* Start Data section *
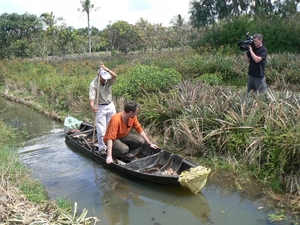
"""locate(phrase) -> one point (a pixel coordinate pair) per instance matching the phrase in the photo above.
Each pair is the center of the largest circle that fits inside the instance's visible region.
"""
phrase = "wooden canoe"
(153, 165)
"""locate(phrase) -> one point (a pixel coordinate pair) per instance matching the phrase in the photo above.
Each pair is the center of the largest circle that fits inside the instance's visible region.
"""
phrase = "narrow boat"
(153, 165)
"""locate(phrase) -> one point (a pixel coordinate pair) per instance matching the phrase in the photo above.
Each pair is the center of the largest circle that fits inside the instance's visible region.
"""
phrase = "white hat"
(105, 75)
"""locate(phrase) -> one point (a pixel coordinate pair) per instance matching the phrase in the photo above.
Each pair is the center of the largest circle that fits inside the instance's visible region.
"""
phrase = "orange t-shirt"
(118, 129)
* End Data section *
Exercise - Could you copy every entry above word for word, leaving out the pictures?

Correct output -
"""locate(phrase) -> one point (a pixel coordinate pair) per instance matching the phrase in the photo above.
Each pair is the center of the largest circle that fits inside the instance's visible region.
"""
phrase = "wooden canoe"
(153, 165)
"""locate(phrase) -> one point (a pixel coordinate pair) per instance matching the phrase in the photo above.
Each pair is the center of the largest circle that fits inside the instance's visible region.
"""
phrase = "narrow boat"
(153, 165)
"""locate(phrase) -> one point (a pixel coordinate pair) per instance matching the phrase in the photo above.
Each pair is the center of the largest circle that fits inside the instance's visible region.
"""
phrase = "white hat"
(105, 75)
"""locate(phrase) -> one point (a pixel coordinate pair) per instance matching the phrase in the photo above.
Each pair is the center of the largest circle that fits inside the instance's visible region.
"""
phrase = "orange t-shirt"
(118, 129)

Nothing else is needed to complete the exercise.